__Quoted text__.
## Begin
Network and Storage Protocols

Lun aligment with Solaris ZFS

hdiseguros

Could anyone help me with this issue.

Currently we are suffering from low performance during some peak times during comercial hours.

Searching for a cause, I started a Perfstat and found in aligment session that all my Solaris ZFS luns shows a behaviour of spread read and writes IOps in all buckets, and all my Windows Hosts are hitting 80-100% os read/writes ops in bucket 4 or 7 even with partitions offset divisible to 4096.

Dont know what to do...
## End
__Provided data__.
## Begin
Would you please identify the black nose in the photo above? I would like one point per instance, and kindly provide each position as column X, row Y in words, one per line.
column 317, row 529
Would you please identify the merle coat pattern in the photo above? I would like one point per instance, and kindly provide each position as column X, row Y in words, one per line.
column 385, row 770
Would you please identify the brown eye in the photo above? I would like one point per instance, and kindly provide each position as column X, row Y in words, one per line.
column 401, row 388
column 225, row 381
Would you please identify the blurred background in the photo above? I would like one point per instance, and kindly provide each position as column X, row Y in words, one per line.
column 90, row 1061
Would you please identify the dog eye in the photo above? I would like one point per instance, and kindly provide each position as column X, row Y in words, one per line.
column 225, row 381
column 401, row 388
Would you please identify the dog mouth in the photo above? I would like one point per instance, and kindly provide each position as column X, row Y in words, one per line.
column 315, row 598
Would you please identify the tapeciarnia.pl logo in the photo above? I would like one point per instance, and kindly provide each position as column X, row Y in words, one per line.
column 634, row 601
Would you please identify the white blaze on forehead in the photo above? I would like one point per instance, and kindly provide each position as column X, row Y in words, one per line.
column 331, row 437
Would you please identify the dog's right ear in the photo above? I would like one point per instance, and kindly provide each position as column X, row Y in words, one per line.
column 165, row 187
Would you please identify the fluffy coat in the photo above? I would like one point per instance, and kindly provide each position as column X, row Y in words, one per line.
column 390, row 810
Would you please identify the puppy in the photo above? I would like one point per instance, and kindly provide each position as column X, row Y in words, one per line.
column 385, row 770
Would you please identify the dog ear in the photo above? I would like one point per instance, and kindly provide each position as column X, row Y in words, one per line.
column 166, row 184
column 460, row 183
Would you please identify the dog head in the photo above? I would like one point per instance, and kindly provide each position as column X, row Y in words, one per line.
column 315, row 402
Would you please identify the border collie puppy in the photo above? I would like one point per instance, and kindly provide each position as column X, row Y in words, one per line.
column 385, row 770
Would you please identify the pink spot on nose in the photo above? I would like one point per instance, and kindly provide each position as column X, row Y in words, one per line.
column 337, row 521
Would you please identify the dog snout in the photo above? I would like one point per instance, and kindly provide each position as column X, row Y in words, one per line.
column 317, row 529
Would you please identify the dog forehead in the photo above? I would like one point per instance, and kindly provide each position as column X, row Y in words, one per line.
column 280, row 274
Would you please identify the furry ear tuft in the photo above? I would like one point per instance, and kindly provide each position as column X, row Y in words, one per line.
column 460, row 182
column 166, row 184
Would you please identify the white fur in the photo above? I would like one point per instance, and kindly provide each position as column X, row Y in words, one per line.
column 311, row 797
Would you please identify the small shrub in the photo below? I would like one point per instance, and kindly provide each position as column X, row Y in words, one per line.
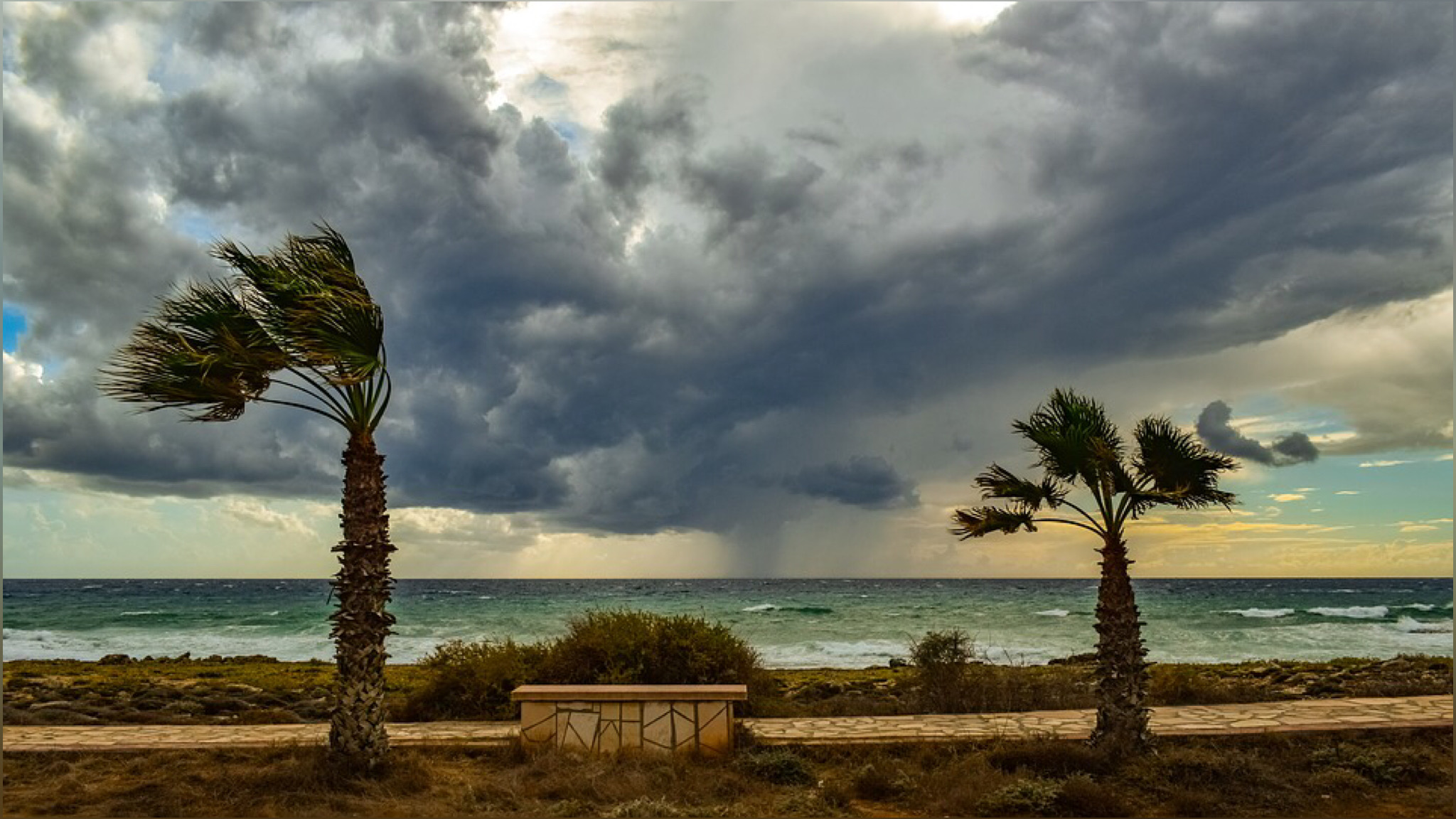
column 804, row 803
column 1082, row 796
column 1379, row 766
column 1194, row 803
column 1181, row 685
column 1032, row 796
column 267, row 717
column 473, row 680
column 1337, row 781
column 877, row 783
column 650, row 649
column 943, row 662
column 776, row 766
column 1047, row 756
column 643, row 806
## End
__Problem to solve__. In the forum post on LUN alignment with Solaris ZFS, what did the poster run while searching for the cause of the low performance?

__Output below__. A Perfstat.